**DESCRIPTION OF THE TASK**: What follows is a listing. Return every line of it exactly.

Items from a dataset:
=-=-=-=-=
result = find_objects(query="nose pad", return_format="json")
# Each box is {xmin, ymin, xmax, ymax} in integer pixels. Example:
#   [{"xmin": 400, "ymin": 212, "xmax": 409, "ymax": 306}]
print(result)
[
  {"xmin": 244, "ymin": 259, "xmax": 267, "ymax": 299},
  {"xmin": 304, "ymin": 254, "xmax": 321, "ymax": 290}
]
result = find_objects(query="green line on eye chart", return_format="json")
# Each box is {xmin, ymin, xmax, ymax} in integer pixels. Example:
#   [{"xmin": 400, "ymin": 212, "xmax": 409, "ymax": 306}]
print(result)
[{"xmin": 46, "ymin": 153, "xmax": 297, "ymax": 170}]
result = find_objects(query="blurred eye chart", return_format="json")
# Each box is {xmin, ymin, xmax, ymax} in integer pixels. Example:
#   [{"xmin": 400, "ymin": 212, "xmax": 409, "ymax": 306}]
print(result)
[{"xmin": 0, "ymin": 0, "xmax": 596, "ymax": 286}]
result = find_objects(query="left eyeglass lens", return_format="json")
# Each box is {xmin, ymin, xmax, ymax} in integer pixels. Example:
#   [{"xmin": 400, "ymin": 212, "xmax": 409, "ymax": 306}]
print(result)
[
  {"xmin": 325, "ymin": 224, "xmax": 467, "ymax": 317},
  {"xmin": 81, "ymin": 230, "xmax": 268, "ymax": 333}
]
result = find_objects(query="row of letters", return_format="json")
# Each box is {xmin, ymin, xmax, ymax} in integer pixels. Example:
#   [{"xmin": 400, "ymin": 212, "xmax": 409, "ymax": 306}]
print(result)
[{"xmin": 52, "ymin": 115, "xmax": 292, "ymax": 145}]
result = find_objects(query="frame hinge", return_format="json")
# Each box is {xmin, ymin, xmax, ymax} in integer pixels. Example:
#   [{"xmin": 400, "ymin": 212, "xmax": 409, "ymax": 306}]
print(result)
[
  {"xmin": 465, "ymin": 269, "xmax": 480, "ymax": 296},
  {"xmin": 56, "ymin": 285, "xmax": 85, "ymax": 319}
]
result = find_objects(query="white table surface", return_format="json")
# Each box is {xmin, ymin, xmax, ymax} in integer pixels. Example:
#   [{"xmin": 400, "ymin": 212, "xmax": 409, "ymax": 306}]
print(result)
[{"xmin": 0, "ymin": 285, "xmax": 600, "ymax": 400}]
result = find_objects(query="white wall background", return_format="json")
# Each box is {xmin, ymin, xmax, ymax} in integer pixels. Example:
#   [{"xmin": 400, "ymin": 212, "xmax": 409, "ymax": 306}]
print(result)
=-=-=-=-=
**TASK SOLUTION**:
result = find_objects(query="nose pad", return_format="json")
# Each box is {xmin, ymin, xmax, ymax} in integer pixels. Example:
#   [{"xmin": 400, "ymin": 212, "xmax": 409, "ymax": 306}]
print(result)
[
  {"xmin": 244, "ymin": 259, "xmax": 267, "ymax": 299},
  {"xmin": 304, "ymin": 254, "xmax": 321, "ymax": 290}
]
result = find_objects(query="green line on eye chart", return_format="json")
# Each box is {xmin, ymin, xmax, ymax} in integer pixels. Example:
#   [{"xmin": 400, "ymin": 212, "xmax": 409, "ymax": 306}]
print(result)
[{"xmin": 46, "ymin": 153, "xmax": 297, "ymax": 170}]
result = find_objects(query="blurred eye chart", return_format="json")
# Each box is {xmin, ymin, xmax, ymax} in integer pixels. Example:
#   [{"xmin": 400, "ymin": 212, "xmax": 409, "ymax": 306}]
print(result)
[{"xmin": 0, "ymin": 0, "xmax": 596, "ymax": 286}]
result = find_objects(query="left eyeglass lens", return_format="json")
# Each box is {xmin, ymin, xmax, ymax} in integer pixels. Example:
#   [{"xmin": 400, "ymin": 212, "xmax": 409, "ymax": 306}]
print(result)
[
  {"xmin": 325, "ymin": 224, "xmax": 467, "ymax": 317},
  {"xmin": 81, "ymin": 230, "xmax": 268, "ymax": 333}
]
result = find_objects(query="row of letters", return_format="json")
# Each box is {xmin, ymin, xmax, ymax} in integer pixels. Example:
#   [{"xmin": 400, "ymin": 212, "xmax": 409, "ymax": 306}]
print(result)
[{"xmin": 52, "ymin": 115, "xmax": 292, "ymax": 145}]
result = find_objects(query="frame hinge", return_format="json")
# Each box is {xmin, ymin, xmax, ymax} in integer pixels. Example:
#   [{"xmin": 400, "ymin": 212, "xmax": 409, "ymax": 306}]
print(result)
[
  {"xmin": 465, "ymin": 269, "xmax": 480, "ymax": 296},
  {"xmin": 56, "ymin": 285, "xmax": 85, "ymax": 319}
]
result = find_objects(query="white table surface", return_format="json")
# Each box is {xmin, ymin, xmax, ymax} in integer pixels. Example:
#   [{"xmin": 400, "ymin": 212, "xmax": 409, "ymax": 306}]
print(result)
[{"xmin": 0, "ymin": 285, "xmax": 600, "ymax": 400}]
result = find_objects(query="white wall background", return_format="json")
# Each box is {xmin, ymin, xmax, ymax} in integer pixels. Example:
#   [{"xmin": 400, "ymin": 212, "xmax": 409, "ymax": 306}]
print(result)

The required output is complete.